** Begin SUPPLIED TEXT **
Latest revision as of 20:03, 25 July 2021

Here is the formula for a choose b: $\binom{a}{b}=\frac{a!}{b!(a-b)!}$. This is assuming that of course $a \ge b$.

Why is it important?

a choose b counts the number of ways you can pick b things from a set of a things. For example $\binom{8}{2}=\frac{8!}{2!(8-2)!}=\frac{8(7)}{2}=\frac{42}{2}=21$. More at https://artofproblemsolving.com/videos/counting/chapter4/64.

a choose 2

Here is a list of n choose 2's

$\binom{2}{2}=1$

$\binom{3}{2}=3$

$\binom{4}{2}=6$

$\binom{5}{2}=10$

These are triangle numbers! My proof uses induction (assuming something is true unless proofed true or not true). $\binom{n}{2}=1+2+3...+(n-1)$ Then Simplify:

$\frac{n!}{2!(n-2)!}=\frac{n(n+1)}{2}$ More Simplify:

$\frac{n(n+1)}{2}=\frac{n(n+1)}{2}$

So now we have proved it. If you don't get what I did on the second step go to Proof Without Words on this wiki.

Pascal's Identity

Pascal's Identity states that

${n \choose k}={n-1\choose k-1}+{n-1\choose k}$

Here is the proof:

\begin{eqnarray*}\binom{n-1}{k-1}+\binom{n-1}{k}&=&\frac{(n-1)!}{(k-1)!(n-k)!}+\frac{(n-1)!}{k!(n-k-1)!}\\ &=&(n-1)!\left(\frac{k}{k!(n-k)!}+\frac{n-k}{k!(n-k)!}\right)\\ &=&(n-1)!\cdot \frac{n}{k!(n-k)!}\\ &=&\frac{n!}{k!(n-k)!}\\ &=&\binom{n}{k}. \qquad\qquad\square\end{eqnarray*}

Binomial Theorem and Pascal's Triangle

Pascal's triangle is an array of numbers that represent binomial coefficients. It looks something like this:

                  1
                1   1
              1   2   1
            1   3   3   1
         1   4    6    4   1

And on and on...
** End SUPPLIED TEXT **
INSTRUCTION:
Please state what a choose b counts, according to the supplied text on binomial coefficients.
** Begin ITEMS **
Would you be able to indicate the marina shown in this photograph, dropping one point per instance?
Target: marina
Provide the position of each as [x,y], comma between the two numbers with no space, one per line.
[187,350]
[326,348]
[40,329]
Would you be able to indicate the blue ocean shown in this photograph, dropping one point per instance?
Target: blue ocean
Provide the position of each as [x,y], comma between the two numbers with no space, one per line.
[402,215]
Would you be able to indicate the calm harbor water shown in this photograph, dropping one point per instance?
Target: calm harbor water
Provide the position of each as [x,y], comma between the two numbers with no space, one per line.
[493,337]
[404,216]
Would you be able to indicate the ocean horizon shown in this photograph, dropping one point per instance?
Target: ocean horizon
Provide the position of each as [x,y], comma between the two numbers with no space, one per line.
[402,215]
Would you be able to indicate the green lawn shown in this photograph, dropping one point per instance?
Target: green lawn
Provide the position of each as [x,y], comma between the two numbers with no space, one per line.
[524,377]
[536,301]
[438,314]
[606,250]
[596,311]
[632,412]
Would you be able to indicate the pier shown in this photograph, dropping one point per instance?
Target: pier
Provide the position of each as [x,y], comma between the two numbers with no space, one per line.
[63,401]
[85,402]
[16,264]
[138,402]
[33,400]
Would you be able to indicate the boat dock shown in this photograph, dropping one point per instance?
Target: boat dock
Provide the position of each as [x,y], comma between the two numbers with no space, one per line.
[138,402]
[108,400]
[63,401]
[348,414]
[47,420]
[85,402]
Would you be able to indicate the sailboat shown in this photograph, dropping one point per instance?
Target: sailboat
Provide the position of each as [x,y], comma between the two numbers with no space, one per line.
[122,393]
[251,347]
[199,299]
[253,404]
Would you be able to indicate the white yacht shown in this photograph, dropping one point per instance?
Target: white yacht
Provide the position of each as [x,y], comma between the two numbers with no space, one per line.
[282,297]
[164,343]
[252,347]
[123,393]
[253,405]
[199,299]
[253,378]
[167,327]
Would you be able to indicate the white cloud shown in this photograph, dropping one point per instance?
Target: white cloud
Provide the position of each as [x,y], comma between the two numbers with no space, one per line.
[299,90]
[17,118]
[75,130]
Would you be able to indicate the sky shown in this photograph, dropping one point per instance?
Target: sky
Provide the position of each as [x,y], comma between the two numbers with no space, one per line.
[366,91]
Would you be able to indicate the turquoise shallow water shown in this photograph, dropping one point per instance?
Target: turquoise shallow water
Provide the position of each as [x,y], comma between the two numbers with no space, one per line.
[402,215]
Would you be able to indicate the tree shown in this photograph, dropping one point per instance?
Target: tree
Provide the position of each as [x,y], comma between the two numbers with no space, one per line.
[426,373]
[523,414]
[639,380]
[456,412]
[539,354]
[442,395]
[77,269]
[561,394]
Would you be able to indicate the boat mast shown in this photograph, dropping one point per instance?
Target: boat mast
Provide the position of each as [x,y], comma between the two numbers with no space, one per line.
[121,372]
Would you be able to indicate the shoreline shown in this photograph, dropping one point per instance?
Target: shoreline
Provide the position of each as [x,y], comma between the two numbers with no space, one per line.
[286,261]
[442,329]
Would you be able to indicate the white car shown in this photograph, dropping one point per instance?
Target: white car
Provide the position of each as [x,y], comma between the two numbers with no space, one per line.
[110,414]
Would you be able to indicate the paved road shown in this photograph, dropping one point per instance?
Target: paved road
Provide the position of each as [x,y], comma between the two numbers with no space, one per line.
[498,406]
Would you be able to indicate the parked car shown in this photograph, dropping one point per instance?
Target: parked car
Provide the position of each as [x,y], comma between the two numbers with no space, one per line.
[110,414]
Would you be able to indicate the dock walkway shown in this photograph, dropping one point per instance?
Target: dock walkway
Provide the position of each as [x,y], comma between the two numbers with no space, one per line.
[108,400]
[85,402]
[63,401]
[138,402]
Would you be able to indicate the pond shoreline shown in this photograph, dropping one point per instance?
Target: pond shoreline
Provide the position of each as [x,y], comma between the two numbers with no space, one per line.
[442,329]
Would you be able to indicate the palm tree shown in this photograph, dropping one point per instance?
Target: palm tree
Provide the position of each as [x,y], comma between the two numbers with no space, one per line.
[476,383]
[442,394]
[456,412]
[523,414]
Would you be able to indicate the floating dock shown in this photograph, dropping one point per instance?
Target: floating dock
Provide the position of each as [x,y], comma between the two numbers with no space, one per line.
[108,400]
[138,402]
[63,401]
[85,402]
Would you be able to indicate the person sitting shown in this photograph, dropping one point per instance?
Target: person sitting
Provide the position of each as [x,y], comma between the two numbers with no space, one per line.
** End ITEMS **
FINISHED ANSWER:
It counts the number of ways you can pick b things from a set of a things.